[Start of section]

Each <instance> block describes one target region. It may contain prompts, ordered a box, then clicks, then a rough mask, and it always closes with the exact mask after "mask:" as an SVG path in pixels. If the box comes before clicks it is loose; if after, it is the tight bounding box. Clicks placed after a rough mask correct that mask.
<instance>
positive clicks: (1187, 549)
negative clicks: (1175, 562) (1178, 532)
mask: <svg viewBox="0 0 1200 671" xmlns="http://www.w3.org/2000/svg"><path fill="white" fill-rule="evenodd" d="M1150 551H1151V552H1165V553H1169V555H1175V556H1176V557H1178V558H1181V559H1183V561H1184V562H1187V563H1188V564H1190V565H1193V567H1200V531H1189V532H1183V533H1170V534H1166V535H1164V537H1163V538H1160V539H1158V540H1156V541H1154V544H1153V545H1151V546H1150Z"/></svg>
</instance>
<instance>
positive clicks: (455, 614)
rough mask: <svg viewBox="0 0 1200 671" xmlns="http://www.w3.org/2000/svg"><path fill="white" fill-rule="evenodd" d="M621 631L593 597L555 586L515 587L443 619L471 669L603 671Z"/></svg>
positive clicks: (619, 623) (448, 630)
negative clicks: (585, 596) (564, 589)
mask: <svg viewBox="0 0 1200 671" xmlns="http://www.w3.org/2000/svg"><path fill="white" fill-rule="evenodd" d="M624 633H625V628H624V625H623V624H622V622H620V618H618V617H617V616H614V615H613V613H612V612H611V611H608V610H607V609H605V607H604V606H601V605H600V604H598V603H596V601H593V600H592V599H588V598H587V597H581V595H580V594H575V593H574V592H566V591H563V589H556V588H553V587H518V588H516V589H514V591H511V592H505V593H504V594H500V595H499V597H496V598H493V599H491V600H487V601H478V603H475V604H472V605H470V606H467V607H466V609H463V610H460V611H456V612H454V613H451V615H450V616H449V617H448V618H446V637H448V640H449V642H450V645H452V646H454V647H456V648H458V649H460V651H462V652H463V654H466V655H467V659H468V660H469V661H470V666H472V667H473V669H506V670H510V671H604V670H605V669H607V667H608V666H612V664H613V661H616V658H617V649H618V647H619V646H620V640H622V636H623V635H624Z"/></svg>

[End of section]

Required work — What you return should match the entries above exactly.

Solution below —
Each <instance> block describes one target region. It may contain prompts, ordered a box, then clicks, then a rough mask, and it always closes with the exact mask after "mask:" as an SVG path in pixels. If the box comes before clicks it is loose; if after, it is the tight bounding box. Clicks placed after a rough mask correct that mask.
<instance>
positive clicks: (1187, 549)
negative clicks: (1175, 562) (1178, 532)
mask: <svg viewBox="0 0 1200 671" xmlns="http://www.w3.org/2000/svg"><path fill="white" fill-rule="evenodd" d="M1150 551H1151V552H1165V553H1169V555H1175V556H1176V557H1178V558H1181V559H1183V561H1184V562H1187V563H1188V564H1190V565H1193V567H1200V531H1189V532H1183V533H1170V534H1166V535H1164V537H1163V538H1160V539H1158V540H1156V541H1154V544H1153V545H1151V546H1150Z"/></svg>
</instance>
<instance>
positive clicks: (455, 614)
rough mask: <svg viewBox="0 0 1200 671" xmlns="http://www.w3.org/2000/svg"><path fill="white" fill-rule="evenodd" d="M621 631L593 597L555 586L515 587L443 619L471 669L603 671Z"/></svg>
positive clicks: (619, 623) (448, 630)
negative clicks: (585, 596) (564, 589)
mask: <svg viewBox="0 0 1200 671" xmlns="http://www.w3.org/2000/svg"><path fill="white" fill-rule="evenodd" d="M624 633H625V628H624V625H623V624H622V622H620V618H618V617H617V616H614V615H613V613H612V612H611V611H608V610H607V609H605V607H604V606H601V605H600V604H598V603H596V601H593V600H592V599H588V598H587V597H581V595H580V594H575V593H574V592H566V591H563V589H556V588H553V587H518V588H516V589H514V591H511V592H505V593H504V594H500V595H499V597H496V598H493V599H491V600H487V601H478V603H475V604H472V605H470V606H467V607H466V609H463V610H460V611H456V612H454V613H451V615H450V616H449V617H448V618H446V637H448V640H449V642H450V645H452V646H454V647H456V648H458V649H460V651H462V652H463V654H466V655H467V659H468V660H469V661H470V666H472V667H473V669H506V670H510V671H604V670H605V669H607V667H608V666H612V664H613V661H616V658H617V649H618V647H619V646H620V640H622V636H623V635H624Z"/></svg>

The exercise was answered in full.